◆ Task item
Every line below is to be set down again exactly; any image stays out.

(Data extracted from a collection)
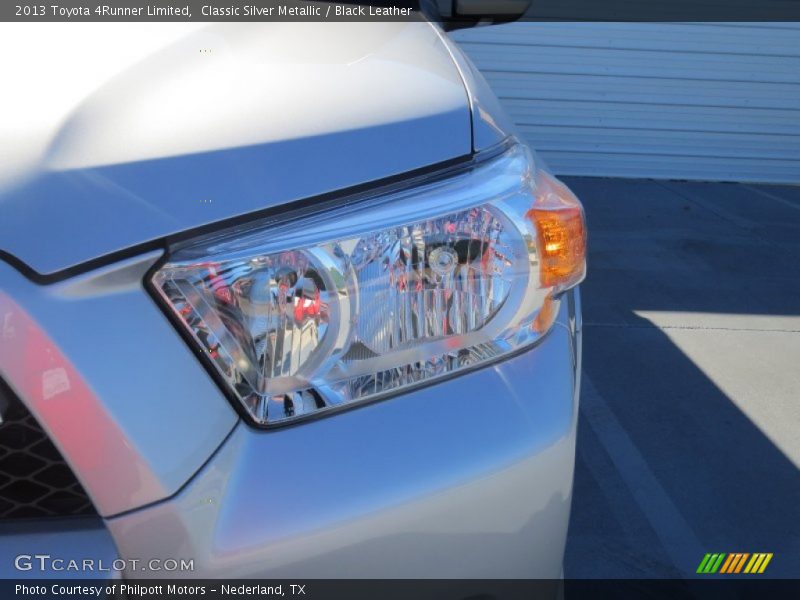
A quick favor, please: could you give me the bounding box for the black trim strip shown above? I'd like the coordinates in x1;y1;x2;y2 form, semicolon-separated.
4;139;534;435
140;145;510;428
143;138;558;431
103;419;240;520
0;151;482;285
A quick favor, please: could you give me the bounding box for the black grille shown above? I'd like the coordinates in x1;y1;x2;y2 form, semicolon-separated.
0;379;97;519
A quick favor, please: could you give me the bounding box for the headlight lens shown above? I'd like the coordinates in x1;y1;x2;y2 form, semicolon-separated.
151;141;585;426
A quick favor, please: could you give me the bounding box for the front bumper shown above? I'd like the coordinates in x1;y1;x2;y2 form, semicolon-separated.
107;292;581;579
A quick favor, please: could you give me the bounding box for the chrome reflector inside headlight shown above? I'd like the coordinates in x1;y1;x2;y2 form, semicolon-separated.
151;141;586;426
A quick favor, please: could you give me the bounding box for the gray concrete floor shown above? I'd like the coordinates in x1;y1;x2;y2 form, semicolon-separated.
560;177;800;578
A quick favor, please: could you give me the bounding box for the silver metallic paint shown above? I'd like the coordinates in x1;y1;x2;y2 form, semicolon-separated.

◆ Response area
A quick favor, please: could you give me the bounding box for the black trim strip shown above? I'd like the coordinates in x1;y1;x2;y2 form, semicolon-separated.
4;139;534;435
140;145;510;428
143;138;558;431
103;419;240;520
0;151;482;285
A quick favor, please: could you give me the bounding box for the black grille shown above? I'd like the coordinates in x1;y1;x2;y2 form, semicolon-separated.
0;379;97;519
A quick favor, please: could you give me the bounding box for the headlight lens shown above? I'd like the coordinates in x1;y1;x2;y2 form, semicolon-separated.
151;141;585;426
A quick favor, please: could you give me the bounding box for the front bumper shown above? I'd like the coordinates in x1;y1;x2;y2 form, semicolon-separated.
107;292;581;579
A quick favor, please: could you give me the bounding box for the chrome reflector inside headlight shown above? I'd like the coordinates in x1;y1;x2;y2 form, semicolon-separated.
151;141;586;426
A quick favor, please: could you give me the bounding box for the gray concrete floor shown above? I'd like the coordinates in x1;y1;x2;y2 form, semicolon-separated.
560;177;800;578
A quick favor, please: could you give me the bounding box for the silver metallic paint shown above? I'd like the coordinates in x1;y1;x2;y2 form, semicolon-separated.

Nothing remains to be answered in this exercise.